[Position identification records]
►

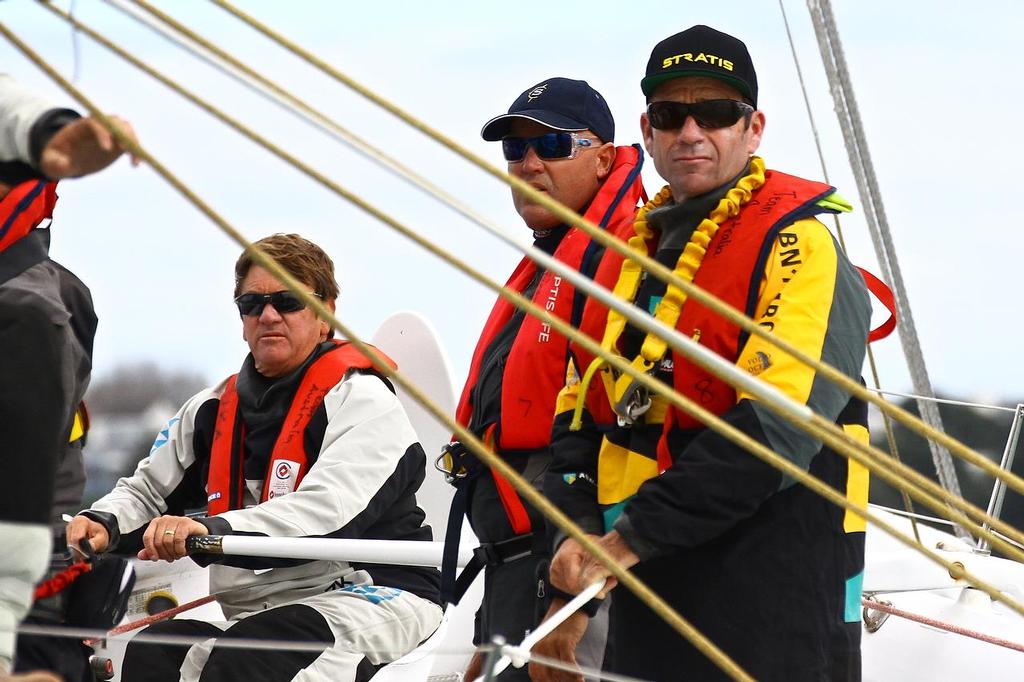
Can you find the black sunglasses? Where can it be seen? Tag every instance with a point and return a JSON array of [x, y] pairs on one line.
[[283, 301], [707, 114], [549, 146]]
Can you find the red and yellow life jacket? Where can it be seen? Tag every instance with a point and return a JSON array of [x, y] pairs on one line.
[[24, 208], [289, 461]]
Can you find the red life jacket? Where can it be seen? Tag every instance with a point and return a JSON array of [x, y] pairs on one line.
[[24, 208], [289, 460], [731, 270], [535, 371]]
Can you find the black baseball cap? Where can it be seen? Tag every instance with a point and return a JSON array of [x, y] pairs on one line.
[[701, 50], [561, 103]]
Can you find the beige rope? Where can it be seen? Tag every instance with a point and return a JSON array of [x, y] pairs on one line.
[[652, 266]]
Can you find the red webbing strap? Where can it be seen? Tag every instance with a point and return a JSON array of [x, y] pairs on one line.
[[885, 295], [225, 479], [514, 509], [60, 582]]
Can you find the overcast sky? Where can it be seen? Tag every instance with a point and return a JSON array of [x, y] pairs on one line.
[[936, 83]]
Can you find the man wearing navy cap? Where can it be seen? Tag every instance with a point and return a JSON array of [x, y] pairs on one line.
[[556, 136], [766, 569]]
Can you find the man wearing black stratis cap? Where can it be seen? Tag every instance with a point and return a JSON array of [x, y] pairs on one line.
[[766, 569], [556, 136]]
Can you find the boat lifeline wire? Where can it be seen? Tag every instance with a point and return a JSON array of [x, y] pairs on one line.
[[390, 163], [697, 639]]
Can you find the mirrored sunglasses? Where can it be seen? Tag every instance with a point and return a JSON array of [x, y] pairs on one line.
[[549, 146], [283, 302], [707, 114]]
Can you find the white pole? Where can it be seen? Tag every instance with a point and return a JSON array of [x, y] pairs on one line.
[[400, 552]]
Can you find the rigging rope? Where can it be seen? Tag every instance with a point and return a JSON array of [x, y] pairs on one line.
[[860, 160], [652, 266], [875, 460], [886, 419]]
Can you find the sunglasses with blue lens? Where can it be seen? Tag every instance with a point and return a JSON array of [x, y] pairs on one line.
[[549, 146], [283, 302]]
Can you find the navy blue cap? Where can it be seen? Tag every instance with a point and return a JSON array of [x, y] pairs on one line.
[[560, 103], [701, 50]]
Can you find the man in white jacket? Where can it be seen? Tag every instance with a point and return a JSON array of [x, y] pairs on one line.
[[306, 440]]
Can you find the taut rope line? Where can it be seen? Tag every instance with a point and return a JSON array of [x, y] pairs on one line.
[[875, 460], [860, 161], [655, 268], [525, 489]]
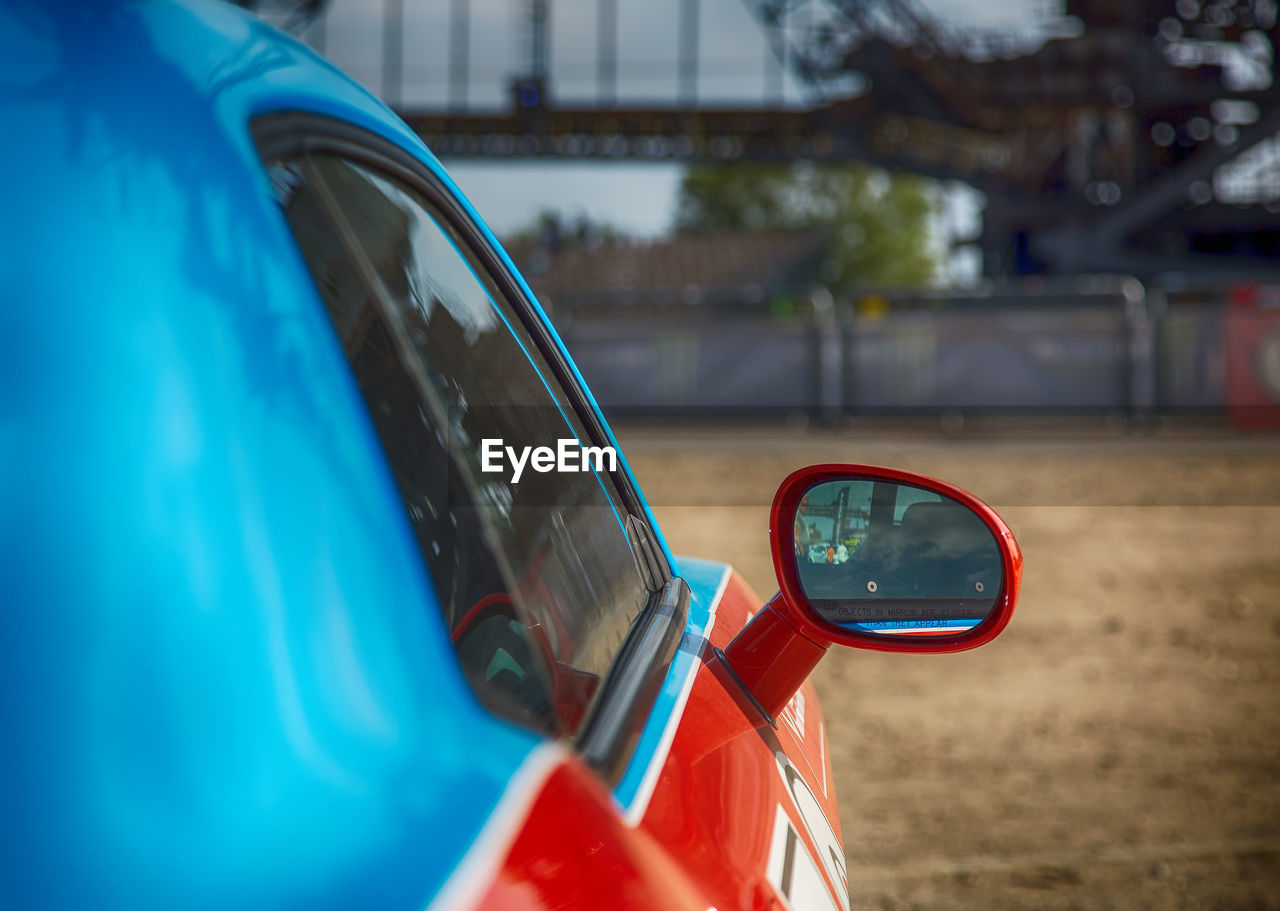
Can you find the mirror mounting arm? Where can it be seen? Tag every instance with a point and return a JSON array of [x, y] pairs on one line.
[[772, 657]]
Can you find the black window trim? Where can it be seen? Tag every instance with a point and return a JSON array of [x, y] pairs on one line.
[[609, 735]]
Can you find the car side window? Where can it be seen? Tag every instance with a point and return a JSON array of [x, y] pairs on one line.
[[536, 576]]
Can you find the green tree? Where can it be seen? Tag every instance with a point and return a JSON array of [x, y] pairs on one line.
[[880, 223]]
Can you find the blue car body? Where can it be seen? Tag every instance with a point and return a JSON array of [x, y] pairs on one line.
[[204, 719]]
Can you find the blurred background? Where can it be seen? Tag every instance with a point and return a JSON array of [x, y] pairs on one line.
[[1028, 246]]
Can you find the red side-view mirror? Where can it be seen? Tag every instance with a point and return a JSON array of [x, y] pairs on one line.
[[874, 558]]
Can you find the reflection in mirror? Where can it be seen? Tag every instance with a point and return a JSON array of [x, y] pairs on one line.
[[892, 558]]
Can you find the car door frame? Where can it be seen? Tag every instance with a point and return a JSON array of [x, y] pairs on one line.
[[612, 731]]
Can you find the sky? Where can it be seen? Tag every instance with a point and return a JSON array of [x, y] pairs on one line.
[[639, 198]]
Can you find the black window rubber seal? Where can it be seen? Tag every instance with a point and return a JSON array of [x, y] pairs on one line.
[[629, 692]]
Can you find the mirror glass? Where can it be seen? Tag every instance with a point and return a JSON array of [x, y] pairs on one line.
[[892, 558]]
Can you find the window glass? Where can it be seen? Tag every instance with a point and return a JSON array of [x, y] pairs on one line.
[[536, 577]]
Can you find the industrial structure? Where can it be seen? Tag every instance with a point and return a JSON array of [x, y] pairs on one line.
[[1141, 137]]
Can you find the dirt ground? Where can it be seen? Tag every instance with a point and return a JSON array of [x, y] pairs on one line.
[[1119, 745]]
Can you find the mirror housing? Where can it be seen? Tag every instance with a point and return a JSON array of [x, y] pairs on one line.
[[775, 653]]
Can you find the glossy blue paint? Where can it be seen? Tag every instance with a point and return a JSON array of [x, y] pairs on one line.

◄
►

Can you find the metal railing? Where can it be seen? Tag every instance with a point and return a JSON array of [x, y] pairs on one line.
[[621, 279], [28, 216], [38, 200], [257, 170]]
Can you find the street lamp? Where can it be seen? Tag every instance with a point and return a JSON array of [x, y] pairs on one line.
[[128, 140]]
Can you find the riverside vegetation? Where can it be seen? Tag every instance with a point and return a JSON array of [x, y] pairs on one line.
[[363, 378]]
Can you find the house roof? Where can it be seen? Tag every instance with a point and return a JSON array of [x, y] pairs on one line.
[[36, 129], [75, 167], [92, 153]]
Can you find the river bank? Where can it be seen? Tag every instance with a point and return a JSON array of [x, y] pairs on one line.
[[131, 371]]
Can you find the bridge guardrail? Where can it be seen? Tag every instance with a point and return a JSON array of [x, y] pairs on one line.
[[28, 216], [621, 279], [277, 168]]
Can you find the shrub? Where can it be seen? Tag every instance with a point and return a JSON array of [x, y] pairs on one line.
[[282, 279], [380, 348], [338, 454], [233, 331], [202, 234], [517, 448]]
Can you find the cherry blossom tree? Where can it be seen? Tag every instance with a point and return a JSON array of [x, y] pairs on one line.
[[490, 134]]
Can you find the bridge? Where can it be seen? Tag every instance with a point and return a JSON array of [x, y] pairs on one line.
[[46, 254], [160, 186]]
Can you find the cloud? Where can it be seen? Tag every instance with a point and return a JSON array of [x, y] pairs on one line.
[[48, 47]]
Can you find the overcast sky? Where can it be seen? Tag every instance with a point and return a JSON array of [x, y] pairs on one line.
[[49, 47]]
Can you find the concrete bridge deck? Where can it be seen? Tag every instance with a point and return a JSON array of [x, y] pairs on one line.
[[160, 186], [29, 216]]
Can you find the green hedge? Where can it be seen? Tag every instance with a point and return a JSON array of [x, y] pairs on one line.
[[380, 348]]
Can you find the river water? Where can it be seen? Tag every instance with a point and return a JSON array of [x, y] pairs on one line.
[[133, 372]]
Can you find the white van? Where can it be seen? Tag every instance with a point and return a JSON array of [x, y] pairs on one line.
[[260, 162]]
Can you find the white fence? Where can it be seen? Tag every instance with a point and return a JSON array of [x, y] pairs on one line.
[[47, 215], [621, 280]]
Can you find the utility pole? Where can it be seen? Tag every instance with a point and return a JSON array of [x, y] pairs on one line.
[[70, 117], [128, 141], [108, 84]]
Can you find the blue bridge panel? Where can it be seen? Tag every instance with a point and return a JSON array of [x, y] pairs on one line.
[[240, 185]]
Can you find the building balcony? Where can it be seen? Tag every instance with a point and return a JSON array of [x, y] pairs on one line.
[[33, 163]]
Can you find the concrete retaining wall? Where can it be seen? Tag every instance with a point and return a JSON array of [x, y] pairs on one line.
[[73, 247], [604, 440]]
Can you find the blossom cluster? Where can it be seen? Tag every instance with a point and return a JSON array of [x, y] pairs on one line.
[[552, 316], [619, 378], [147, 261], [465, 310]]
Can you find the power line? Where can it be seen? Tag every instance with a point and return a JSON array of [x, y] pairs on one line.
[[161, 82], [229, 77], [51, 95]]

◄

### SHORT TASK
Give the lines from the one with "Can you find the blue bridge" through the one with "[[161, 82], [229, 77], [51, 95]]" as a two-column CSV with the headers line_text and answer. Each row should pair a line of text with the answer line that follows it, with every value in its own quoted field and any line breaks turned into spaces.

### CORRECT ANSWER
line_text,answer
"Can you find the blue bridge panel? Where can it be seen? Tag every instance with a point and return a JSON array of [x, y] pairs on one line.","[[240, 185]]"
"Can you find the building balcony? Where can it be seen? Tag every instance with a point and return a JSON array of [x, y] pairs on one line.","[[33, 163]]"
"Can you find the concrete retaining wall? Where can it be seen? Tag every instance with a point and return a JSON array of [x, y] pairs on one line.","[[73, 247], [604, 440]]"
"Can you find the blossom cluster? Where can it be seen? Tag every instance with a point and return a JSON array of [x, y] pairs on one line.","[[552, 316], [619, 378], [147, 261], [465, 310]]"
"Can you find the power line? Where can it be seen? Tag every instance with a point and return a JSON array of [x, y] pairs on one line.","[[161, 82], [229, 77], [51, 95]]"